[Reading passage — start]
Biodiesel

There are few things more fundamental to Canadians than the rich natural legacy we have inherited. Canadians understand the importance of the environment, both to the quality of life we enjoy and to our future economic progress.

There is also clear recognition that certain activities are having a harmful effect on the environment and that the choices we make today can determine the health of out environment - not only for tomorrow or next year, but 100 years from now.

One of the most pressing environmental challenges is that of global warming. The international scientific community has concluded that the rapid increase in the concentration of greenhouse gas emissions in the atmosphere can be expected to increase the earth's surface temperature, change our climate, alter our environment and endanger our health.
[Reading passage — finish]
[Information given — start]
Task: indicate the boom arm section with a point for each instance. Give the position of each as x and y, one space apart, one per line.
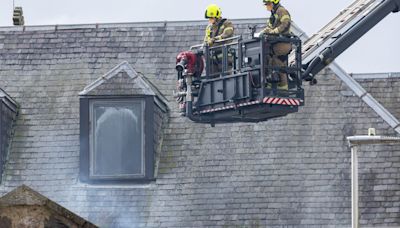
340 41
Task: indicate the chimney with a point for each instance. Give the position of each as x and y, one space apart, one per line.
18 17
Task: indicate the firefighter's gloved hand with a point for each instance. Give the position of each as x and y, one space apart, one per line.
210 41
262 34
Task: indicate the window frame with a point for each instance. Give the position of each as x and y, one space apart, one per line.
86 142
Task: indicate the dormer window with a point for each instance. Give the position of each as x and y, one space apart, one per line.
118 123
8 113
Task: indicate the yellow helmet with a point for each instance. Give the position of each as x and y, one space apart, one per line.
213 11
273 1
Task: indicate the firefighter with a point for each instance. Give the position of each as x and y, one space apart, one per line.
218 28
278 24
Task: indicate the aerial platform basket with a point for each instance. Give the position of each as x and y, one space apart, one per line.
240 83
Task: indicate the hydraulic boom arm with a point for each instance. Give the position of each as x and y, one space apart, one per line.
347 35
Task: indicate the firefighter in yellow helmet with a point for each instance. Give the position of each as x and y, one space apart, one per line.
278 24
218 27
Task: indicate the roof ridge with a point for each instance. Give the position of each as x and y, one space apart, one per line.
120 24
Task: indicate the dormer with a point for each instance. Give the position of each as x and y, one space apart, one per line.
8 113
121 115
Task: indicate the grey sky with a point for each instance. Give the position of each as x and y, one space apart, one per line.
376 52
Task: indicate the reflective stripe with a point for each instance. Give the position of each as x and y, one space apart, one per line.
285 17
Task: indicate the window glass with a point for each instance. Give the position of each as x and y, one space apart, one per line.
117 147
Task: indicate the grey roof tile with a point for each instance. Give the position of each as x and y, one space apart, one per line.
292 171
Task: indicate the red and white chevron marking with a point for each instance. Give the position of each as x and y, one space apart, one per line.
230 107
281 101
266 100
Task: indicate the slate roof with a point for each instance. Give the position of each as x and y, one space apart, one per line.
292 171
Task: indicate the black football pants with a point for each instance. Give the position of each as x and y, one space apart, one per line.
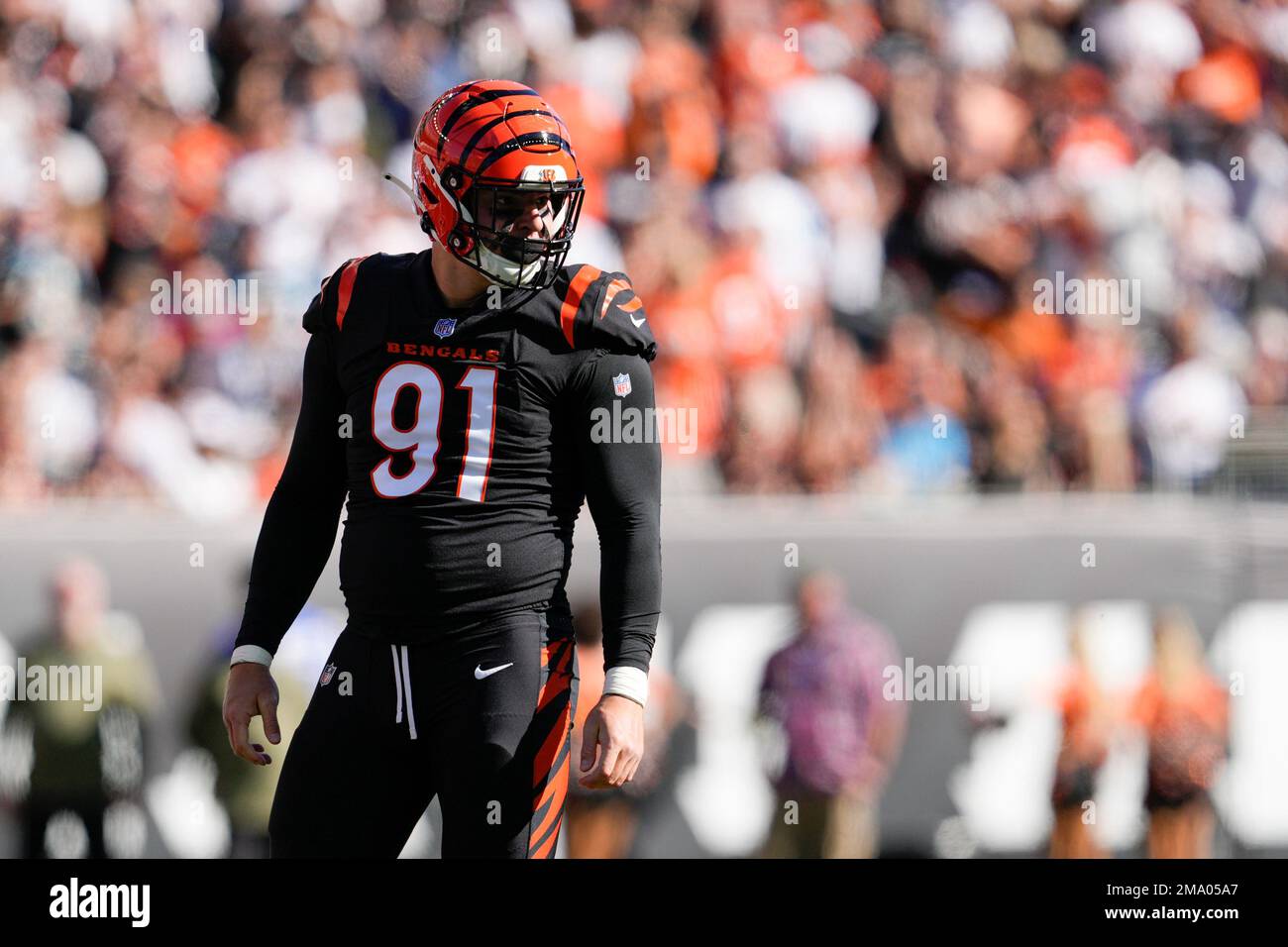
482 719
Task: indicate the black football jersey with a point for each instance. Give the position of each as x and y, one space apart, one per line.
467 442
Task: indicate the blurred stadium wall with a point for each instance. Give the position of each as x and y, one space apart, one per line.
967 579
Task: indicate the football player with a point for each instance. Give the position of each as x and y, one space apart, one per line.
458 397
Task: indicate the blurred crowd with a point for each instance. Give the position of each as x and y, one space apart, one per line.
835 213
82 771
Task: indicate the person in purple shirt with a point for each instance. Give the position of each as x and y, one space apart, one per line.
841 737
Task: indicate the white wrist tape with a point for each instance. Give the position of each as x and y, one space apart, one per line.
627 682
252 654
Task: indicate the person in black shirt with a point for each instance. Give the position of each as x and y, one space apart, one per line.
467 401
[Information given — finish]
[Information given — start]
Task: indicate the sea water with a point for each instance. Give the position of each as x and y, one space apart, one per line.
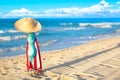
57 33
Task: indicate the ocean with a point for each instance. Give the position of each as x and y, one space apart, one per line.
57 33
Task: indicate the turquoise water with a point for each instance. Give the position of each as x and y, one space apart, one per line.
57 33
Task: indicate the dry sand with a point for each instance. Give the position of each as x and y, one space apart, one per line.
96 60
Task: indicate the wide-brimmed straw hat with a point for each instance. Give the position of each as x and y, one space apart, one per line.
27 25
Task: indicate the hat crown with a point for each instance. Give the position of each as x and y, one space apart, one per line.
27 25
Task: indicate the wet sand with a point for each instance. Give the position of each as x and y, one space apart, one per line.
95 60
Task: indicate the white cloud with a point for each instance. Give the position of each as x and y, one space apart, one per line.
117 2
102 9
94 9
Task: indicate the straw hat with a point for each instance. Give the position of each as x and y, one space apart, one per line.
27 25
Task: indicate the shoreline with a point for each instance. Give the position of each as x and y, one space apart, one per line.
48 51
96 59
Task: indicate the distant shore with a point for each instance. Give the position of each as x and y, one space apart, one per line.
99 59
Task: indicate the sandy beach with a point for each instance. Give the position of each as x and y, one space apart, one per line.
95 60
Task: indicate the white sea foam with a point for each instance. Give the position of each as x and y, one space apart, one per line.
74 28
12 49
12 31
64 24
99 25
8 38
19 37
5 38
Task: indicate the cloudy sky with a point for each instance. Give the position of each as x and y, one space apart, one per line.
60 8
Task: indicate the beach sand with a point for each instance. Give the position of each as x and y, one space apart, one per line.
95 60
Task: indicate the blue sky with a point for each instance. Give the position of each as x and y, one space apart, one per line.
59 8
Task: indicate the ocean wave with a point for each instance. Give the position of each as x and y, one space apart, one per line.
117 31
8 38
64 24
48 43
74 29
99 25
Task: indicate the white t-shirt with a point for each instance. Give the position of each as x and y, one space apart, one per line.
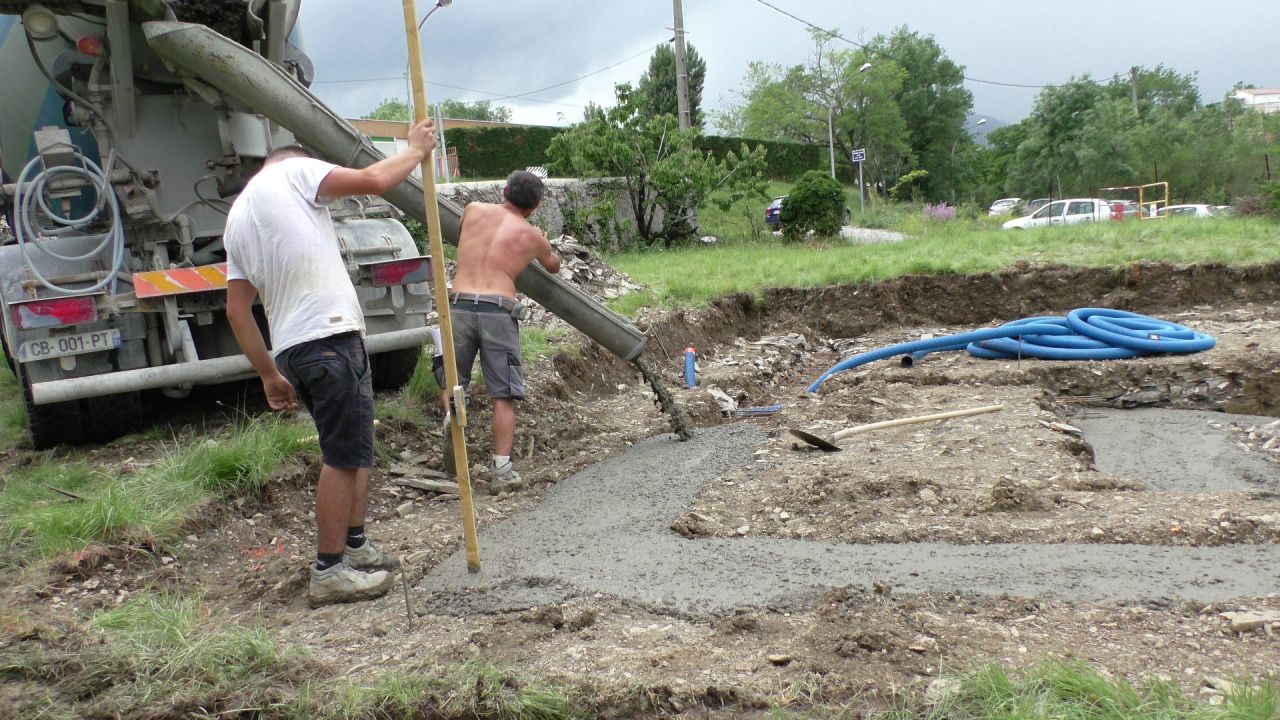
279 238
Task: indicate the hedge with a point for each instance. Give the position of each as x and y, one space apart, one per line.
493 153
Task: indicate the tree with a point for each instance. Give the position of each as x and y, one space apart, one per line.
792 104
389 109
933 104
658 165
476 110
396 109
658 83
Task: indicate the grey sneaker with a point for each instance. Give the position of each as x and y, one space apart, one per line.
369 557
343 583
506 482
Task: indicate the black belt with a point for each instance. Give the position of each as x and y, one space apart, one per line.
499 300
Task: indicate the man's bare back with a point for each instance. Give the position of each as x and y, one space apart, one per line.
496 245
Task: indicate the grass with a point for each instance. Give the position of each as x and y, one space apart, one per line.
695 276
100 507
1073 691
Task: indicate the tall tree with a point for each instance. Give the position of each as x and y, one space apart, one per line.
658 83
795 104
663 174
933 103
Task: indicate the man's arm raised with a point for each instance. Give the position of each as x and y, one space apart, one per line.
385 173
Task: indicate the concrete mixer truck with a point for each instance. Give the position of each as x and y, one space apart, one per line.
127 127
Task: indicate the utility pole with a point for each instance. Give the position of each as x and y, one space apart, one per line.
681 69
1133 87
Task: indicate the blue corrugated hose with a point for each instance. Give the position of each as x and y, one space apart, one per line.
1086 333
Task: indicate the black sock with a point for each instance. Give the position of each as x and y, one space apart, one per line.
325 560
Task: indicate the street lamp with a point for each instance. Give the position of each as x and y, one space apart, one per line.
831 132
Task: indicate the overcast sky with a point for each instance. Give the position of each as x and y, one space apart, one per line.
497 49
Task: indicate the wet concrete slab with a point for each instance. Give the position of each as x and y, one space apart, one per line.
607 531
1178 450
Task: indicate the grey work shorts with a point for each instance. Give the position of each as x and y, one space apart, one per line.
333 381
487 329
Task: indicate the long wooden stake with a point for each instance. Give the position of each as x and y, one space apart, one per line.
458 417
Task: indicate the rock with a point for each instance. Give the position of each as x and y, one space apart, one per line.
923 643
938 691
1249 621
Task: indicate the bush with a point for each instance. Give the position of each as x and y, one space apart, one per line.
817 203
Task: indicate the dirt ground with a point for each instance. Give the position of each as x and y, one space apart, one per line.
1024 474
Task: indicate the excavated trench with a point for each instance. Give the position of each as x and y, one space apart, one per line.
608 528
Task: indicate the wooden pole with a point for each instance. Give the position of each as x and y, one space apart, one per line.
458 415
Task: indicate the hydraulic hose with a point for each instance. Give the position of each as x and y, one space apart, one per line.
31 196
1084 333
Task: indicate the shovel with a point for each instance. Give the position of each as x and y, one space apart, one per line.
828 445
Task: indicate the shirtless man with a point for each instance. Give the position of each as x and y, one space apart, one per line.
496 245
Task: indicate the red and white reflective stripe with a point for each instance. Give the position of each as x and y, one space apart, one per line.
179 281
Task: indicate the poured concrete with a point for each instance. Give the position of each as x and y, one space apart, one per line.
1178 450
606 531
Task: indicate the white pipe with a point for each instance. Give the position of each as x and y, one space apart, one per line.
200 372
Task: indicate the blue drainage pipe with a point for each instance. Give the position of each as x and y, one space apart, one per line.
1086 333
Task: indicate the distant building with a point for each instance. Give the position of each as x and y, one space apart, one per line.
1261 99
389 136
[Information given — finish]
[Information given — start]
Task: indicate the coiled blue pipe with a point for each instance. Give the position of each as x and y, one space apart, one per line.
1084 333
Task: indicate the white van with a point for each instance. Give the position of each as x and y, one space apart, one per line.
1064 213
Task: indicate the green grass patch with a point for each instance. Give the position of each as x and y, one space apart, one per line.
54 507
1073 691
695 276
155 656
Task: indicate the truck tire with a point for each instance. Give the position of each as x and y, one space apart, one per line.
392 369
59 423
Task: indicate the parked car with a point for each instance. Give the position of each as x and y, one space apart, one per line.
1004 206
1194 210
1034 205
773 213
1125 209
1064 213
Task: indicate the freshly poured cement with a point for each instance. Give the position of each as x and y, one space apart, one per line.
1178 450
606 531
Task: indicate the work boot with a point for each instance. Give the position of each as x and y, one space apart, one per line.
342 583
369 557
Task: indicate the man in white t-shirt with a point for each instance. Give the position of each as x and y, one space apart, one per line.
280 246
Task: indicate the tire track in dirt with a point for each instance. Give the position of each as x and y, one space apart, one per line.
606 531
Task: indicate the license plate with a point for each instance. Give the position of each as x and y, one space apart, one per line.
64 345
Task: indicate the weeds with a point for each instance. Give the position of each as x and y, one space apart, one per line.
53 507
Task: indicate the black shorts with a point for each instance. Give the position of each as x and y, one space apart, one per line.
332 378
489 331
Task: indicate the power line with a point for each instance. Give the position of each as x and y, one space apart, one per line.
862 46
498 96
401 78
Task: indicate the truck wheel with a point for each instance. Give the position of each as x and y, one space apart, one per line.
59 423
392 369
[Information given — finish]
**Task requirements**
Carry on the biodiesel passage, picking up right after its last sentence.

**Result for this task**
Biofuels are fuels made from biological products. Two examples are ethanol and biodiesel. Ethanol is a commercial alcohol that is made today from grain. It can also be made from cellulose fibres such as straw, but this is a new approach and is still under development. Taking all factors into account during it's production and use, ethanol from grain has about 40 percent fewer GHG emissions than gasoline, and cellulosic ethanol has about 80 percent fewer emissions than gasoline. Ethanol can be blended up to 10 percent with gasoline and used in cars without modifications.

Biodiesel is a diesel fuel substitute that can be made from variety of virgin vegetable oils as well as animal fats and waste vegetable oils. New areas include oils from algae and halophytes, and while promising these industries are in the early stages of development. Biodiesel can be blended with ULS diesel in differing blends typically ranging from B5 to B20 (5% biodiesel and 20% biodiesel respectively). As the amount of blended bio increases so too does the reduction in emissions. 

The following are some quick additional facts relating to Biodiesel:

Biodiesel does not require new refueling stations, new parts inventories or expensive engine modifications. It can be completely utilized within the existing infrastructure. All storage tanks, pipelines and end retail stations can handle biodiesel blends.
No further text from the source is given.